--- start of TEXT PASSAGE ---

# my thoughts on the versa



## 07versa (Dec 3, 2007)

i own one... a 2007 "super" black versa... and here is my input on it... love the 6 speed but needs a little more power on the motor and the gears need to be played with a little to get the rpm`s lower when running at 70 ur at about 3200 - 3400 rpms and when its at 4k rpm`s its scream at you... =-D love the room it has in it ... for me 6ft 2 i still have room above my head... truck space its there got room for lots of stuff to carry around with you.... for long road trips not so good... back started to hurt after about 200 miles of driving... just took a 800 mile road trip to tn to live back at home... dont like how you cant really get into the motor too look at stuff its really hard to stick your hand down in there to play with stuff in the motor bay... but after all that i really love the car... im 19 years old and got the car brand new with no co signer... as far as the looks i goin to be doing some things to it to set it off from the crowd of other versa`s... such as rims, darker tinted windows, tinted lights make it all black and few other things here and there to make it a better ride... so far all ive put in it is 2 10inch kicker comp subs with 1800 watts and 4 awg wire to power it all with the factory head unit....

--- end of TEXT PASSAGE ---
--- start of EXCERPTED RECORDS ---

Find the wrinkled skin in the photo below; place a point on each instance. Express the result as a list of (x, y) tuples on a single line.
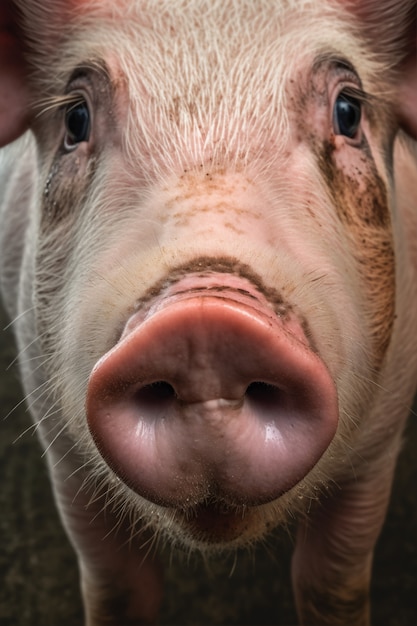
[(208, 248)]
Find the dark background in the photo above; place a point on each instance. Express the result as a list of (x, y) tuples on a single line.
[(38, 574)]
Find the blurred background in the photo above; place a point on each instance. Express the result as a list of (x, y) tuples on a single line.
[(38, 572)]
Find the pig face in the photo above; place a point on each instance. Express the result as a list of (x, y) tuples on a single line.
[(215, 271)]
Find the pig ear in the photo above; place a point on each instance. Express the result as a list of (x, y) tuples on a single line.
[(390, 26), (14, 97)]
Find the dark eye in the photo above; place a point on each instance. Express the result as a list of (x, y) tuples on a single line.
[(346, 115), (77, 122)]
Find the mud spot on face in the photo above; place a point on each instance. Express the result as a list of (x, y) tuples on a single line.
[(360, 200)]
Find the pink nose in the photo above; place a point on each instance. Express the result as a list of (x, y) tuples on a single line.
[(211, 398)]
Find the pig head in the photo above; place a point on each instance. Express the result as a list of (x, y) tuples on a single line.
[(208, 248)]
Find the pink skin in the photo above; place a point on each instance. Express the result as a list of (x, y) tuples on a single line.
[(215, 405), (182, 385)]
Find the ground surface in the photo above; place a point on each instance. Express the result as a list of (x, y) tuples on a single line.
[(38, 576)]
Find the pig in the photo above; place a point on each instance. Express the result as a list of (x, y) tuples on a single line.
[(209, 251)]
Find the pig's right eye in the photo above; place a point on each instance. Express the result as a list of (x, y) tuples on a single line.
[(77, 123)]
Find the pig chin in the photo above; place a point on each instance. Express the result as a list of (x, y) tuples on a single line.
[(213, 403)]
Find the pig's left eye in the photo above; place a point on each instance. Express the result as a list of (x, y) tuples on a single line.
[(347, 115), (77, 123)]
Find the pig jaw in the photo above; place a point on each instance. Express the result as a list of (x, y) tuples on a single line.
[(212, 404)]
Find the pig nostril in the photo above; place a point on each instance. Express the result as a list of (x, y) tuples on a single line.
[(155, 396), (264, 395)]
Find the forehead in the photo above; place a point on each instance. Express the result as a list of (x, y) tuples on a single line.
[(214, 75)]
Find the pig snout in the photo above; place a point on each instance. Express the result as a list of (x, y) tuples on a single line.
[(211, 394)]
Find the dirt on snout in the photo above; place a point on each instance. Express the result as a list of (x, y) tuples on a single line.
[(38, 571)]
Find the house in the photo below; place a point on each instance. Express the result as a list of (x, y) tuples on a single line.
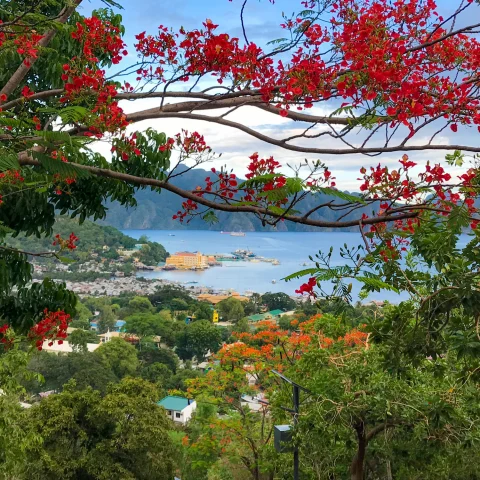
[(65, 347), (179, 409), (214, 299), (119, 324), (256, 403), (128, 337), (187, 260), (271, 315)]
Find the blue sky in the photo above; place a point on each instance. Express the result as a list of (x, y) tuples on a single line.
[(262, 20)]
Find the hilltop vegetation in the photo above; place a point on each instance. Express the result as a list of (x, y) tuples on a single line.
[(156, 212), (93, 238)]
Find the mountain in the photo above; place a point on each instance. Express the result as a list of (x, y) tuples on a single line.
[(155, 211)]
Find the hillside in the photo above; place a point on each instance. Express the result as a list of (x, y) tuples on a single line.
[(155, 211), (97, 241)]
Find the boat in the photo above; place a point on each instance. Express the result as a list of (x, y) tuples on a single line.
[(241, 253)]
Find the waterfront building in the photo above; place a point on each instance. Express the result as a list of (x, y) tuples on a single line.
[(187, 260), (214, 299)]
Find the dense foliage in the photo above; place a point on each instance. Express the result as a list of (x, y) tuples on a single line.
[(387, 395)]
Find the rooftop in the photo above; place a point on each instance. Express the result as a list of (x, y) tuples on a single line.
[(174, 403)]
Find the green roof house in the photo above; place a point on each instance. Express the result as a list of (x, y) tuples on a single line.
[(179, 409)]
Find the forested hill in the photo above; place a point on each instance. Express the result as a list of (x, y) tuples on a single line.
[(93, 238), (155, 211)]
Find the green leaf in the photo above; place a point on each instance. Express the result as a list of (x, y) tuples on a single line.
[(8, 161), (339, 194), (301, 273), (64, 169), (376, 284)]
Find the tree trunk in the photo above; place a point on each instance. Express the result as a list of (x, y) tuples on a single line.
[(389, 470), (356, 468)]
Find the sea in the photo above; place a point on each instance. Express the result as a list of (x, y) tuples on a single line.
[(291, 249)]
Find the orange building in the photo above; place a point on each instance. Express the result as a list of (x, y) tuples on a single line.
[(187, 260), (214, 299)]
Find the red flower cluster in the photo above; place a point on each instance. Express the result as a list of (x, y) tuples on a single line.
[(168, 145), (12, 177), (99, 38), (27, 46), (52, 327), (109, 116), (376, 59), (6, 336), (26, 92), (191, 143), (66, 244)]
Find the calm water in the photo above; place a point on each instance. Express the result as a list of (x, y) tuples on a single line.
[(290, 248)]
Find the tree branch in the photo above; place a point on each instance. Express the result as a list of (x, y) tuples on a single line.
[(26, 159), (23, 69)]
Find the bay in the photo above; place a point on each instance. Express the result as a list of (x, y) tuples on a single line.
[(291, 249)]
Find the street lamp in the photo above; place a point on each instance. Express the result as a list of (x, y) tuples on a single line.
[(284, 434)]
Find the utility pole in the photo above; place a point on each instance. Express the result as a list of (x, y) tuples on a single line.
[(296, 410)]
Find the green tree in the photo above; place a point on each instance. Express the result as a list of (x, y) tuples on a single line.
[(278, 301), (86, 369), (231, 309), (203, 311), (82, 318), (148, 324), (157, 373), (242, 326), (164, 295), (84, 435), (140, 305), (150, 354), (120, 356), (253, 305), (106, 320), (197, 339)]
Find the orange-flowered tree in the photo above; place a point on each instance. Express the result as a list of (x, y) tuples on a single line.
[(357, 421)]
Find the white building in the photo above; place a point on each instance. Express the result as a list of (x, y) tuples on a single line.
[(65, 347), (178, 409)]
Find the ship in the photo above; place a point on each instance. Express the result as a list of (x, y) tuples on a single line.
[(240, 253)]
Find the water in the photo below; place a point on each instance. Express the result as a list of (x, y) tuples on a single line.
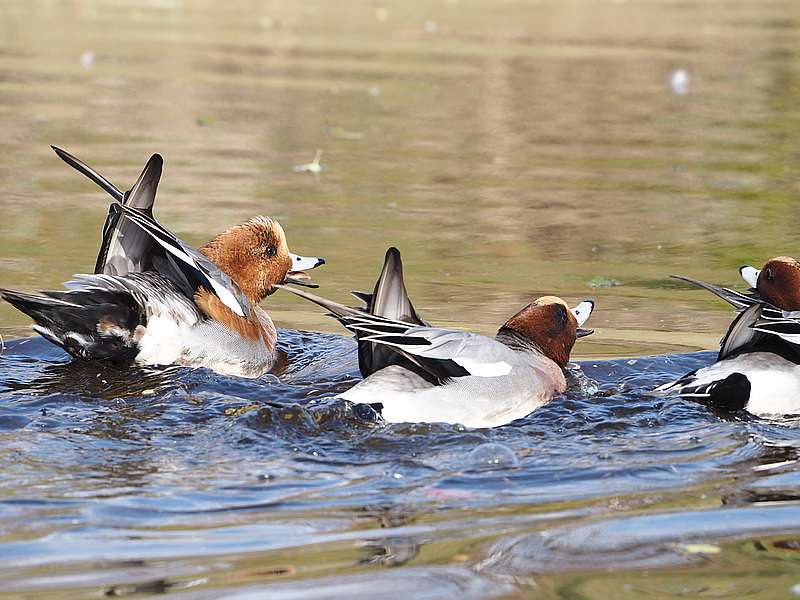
[(509, 150)]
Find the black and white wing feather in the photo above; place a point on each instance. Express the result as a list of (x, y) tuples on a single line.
[(125, 248), (736, 299), (186, 267), (780, 323)]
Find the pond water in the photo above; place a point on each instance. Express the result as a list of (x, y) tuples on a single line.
[(509, 149)]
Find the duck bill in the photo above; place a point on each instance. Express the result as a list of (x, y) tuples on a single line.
[(582, 312), (300, 264), (750, 275)]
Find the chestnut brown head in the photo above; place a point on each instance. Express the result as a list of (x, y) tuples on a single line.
[(255, 255), (778, 282), (551, 326)]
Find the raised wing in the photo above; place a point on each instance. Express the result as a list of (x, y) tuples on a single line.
[(186, 267), (736, 299), (125, 248), (740, 334)]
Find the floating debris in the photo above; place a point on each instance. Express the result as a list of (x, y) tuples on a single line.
[(679, 82), (699, 548), (600, 281), (344, 134), (87, 59), (312, 167)]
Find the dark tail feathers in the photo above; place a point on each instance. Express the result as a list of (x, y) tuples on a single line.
[(89, 324)]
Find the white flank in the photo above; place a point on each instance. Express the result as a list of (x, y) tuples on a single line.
[(481, 369)]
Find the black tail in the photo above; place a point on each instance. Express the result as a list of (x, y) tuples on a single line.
[(88, 323), (388, 300), (125, 248)]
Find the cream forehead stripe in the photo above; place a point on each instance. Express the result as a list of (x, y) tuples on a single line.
[(549, 300), (583, 311), (750, 275)]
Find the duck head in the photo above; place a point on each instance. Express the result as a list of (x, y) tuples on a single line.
[(255, 255), (777, 282), (551, 326)]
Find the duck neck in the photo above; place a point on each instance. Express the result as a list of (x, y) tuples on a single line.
[(516, 341)]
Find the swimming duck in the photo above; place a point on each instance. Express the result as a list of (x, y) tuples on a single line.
[(414, 372), (758, 365), (156, 300)]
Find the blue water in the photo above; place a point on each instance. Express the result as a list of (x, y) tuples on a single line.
[(183, 481)]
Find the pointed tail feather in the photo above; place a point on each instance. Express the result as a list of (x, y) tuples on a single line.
[(390, 298), (89, 172), (88, 324)]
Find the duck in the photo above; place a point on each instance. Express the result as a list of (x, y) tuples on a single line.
[(414, 372), (155, 300), (757, 369)]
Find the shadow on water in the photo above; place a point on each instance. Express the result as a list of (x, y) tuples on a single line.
[(195, 480)]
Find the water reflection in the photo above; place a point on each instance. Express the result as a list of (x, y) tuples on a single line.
[(509, 151)]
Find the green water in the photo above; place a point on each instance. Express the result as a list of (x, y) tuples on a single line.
[(509, 149)]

--- end of EXCERPTED RECORDS ---

▶ _TASKS TO COMPLETE_:
1) Please update the records starting at the line containing "Find the pig's right" and ending at the line containing "[(38, 571)]", replacing "snout" with "muzzle" and keeping everything else the same.
2) Continue the post about the Versa from its last sentence.
The post about the Versa and the records have nothing to do with each other.

▶ _ANSWERS IN ORDER_:
1)
Find the pig's right eye in the photo above; place a point on each instance. Express the result as a list of (x, y) tuples on a single line.
[(77, 123)]
Find the pig chin in the photo above; place a point on each instance. Express the result as a list of (x, y) tuples on a single line.
[(213, 403)]
Find the pig's left eye in the photo above; place a point on each instance. Express the result as a list of (x, y) tuples on a single line.
[(347, 115), (77, 123)]
Find the pig jaw in the photo above; place a point on each instance. Express the result as a list of (x, y) tuples on a single line.
[(212, 404)]
Find the pig nostril in the photo above; place a point on each instance. Express the result as a list of (x, y) tuples on a single line.
[(155, 396), (264, 395)]
Find the forehead in the photo above; place a point on each instance. Express the result as a list of (x, y) tuples on a single line.
[(214, 75)]
Find the pig muzzle in the photo above; place a point on each instance. Express the result as a list of (x, y) tuples on a single line.
[(211, 394)]
Find the dirt on muzzle in the photo above; place a point on each instance. Express the result as a list of (x, y) tuples on a single line.
[(38, 571)]

2)
----------



## sunnysentra (Jul 24, 2002)

Its really stupid why nissan did not install a higher ratio for a 6-speed so the RPM's would be 1500 or 1700 rpm when going 70. I think that you would save tons of gas and get like 40 MPG if the thing was geared right. when you are in 6th gear, this should be a cruising gear only. they need to do something about that in all of the small cars. I wonder what Toyota yaris and corrola have and the fit??

Chris 92 sentra SE-R


----------



## Zetro (Jul 1, 2008)

The problem is that the car does not make enough power at those types of rev's (it is a 1.8 |-4) so if the engine encountered load it would lug and the mileage would be significantly worse then what it is now.

A car at higher rev's barely working gets better mileage then a car at low revs working really hard.


----------



## 2011versa (Feb 24, 2011)

I am very happy running 3200 rpms at about 75-80 mph. I never loose speed on hills while everybody else loses 5mph. and im getting 35mpgs with a hatchback 6-speed. very good combo IMHO.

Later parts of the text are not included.